Groundbreaking is planned Saturday for a $60 million stadium for the Houston Dynamo soccer team after city leaders approved an economic development tax zone deal. The Houston City Council on Wednesday approved an ordinance for development, construction, operation and maintenance of the sports and entertainment facility. The Harris County Houston Sports Authority in December approved an agreement to build the proposed soccer stadium. The venue is scheduled to open in April 2012. The stadium would also be the site for Texas Southern University football games. The Dynamo currently play at Robertson Stadium at the University of Houston.
The Memphis City Council and Shelby County Commission have approved a new structure for economic development for Memphis and Shelby County, Business Journal reports. The Economic Development and Growth Engine, or EDGE, is a newly chartered industrial development board that will eventually consolidate a number of economic development agencies and functions of both governments. Those include the Office of Economic Development, the existing Industrial Development Board, the Port Commission, the Depot Redevelopment Authority, Frank C. Pidgeon Industrial Park, the City of Memphis Foreign Trade Zone 77 program and the City of Memphis Renewal Community program. Memphis Mayor A.C. Wharton and Shelby County Mayor Mark H. Luttrell issued a joint statement today commending approval of the EDGE. “Momentum for economic development and job growth in our community has been building steadily over the last year, and this will only accelerate that forward progress,” Wharton said. “The function of the EDGE will be to strategically target great companies who are a good fit for Memphis and Shelby County’s unique assets and do what it takes to bring them here. We will also be able to provide new levels of support and assistance to start-up companies and small and medium-sized businesses. The competition for great jobs and great businesses in a global economy becomes more and more intense all the time. We need an edge to maintain our advantage.”

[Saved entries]
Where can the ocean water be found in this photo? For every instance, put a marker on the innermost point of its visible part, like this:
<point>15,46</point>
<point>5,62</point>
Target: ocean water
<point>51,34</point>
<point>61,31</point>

*ACTIONS TO TAKE*:
a - In the economic development news text, when is the new Houston Dynamo stadium scheduled to open?
b - Using the economic development news text, list every agency or function that the EDGE will eventually consolidate.

*TASK-BY-TASK RESULTS*:
a - April 2012

b -
- Office of Economic Development
- the existing Industrial Development Board
- Port Commission
- Depot Redevelopment Authority
- Frank C. Pidgeon Industrial Park
- City of Memphis Foreign Trade Zone 77 program
- City of Memphis Renewal Community program